━━━ TEXT EXCERPT

Posts Tagged ‘protect your pet’

Please pets inside-it is cold!

Please spread the word and remember Pets DO get cold, also remember most salts for ice removal CAN harm our pets.

Never leave your Animal in the car-it is hot!

People think it is ok to leave the animal in the car for a few minutes to run in to the bank or grocery store. The answer is NO! Do NOT do this. If it is 50 degrees outside, it can be 80+ in the car.  If you dog or cat are already panting, take them in the bank or store with you…OR BEST YET….LEAVE THEM at home where it will be safe for them.

Did you know that if it is 80 degrees out side that it can get to be OVER 120 degrees inside the vehicle? Some people think that if you roll down the windows it will be ok….answer is NO. Some folks just crack the windows…why? Because you don’t want your radio to be stolen? Better to have a dog or cat that is a live, right?

━━━━━━
━━━ EXTRACTED DATA

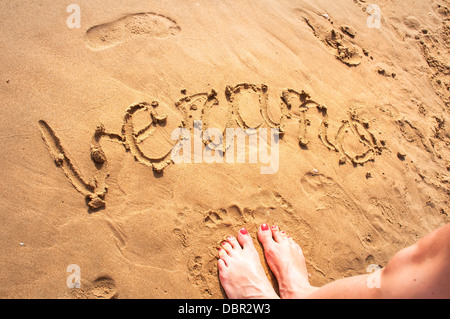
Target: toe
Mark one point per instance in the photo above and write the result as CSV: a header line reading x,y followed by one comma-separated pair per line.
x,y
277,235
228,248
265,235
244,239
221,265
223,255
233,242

━━━━━━
━━━ EXTRACTED DATA

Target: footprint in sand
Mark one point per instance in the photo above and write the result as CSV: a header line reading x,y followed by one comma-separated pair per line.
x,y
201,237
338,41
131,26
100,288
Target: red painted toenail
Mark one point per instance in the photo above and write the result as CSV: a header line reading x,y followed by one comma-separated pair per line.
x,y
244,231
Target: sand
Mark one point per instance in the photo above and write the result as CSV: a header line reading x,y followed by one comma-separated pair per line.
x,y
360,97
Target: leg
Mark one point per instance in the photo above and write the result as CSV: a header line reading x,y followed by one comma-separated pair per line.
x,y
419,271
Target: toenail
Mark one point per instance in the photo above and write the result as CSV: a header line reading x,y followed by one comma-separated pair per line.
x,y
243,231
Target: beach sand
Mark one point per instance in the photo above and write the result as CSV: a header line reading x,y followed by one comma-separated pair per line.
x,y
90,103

━━━━━━

Continue the pet-safety post on cold weather and hot cars, picking up after its last sentence.

> **ANSWER TO THIS EXERCISE**
If you MUST take your dog or cat with you and it is over 65 degrees outside:    1) Roll down all your windows half way up and open your ceiling/roof window half open.   2)  leave fresh water in a bowl   3) never leave them more than 10-15 minutes without checking on them  4) DO NOT leave their leashes on, they can get tangled  5) Do NOT park in the sun!  Park your vehicle in shade-be smart.

Remember-always best to leave them at home if you can. And don’t leave them a lone for more than 6-8 hrs. They miss you and depend on you for company, parent and for their play. 

Sago Palms are deadly for your animals

Do you have one of these in your yard? If so, for your pet’s sake, you may want to get rid of it.

In case you weren’t aware, Sago Palms (Cycas revoluta) are right up there with antifreeze as being one of the deadliest environmental health threats to your pet. And its not just the seeds you have to watch out for; the leaves, bark, and root ball are all deadly as well.

Once consumed by a pet, the cycasin, macrozamin,and others toxins contained in the Sago go right to work. And there’s no antidote.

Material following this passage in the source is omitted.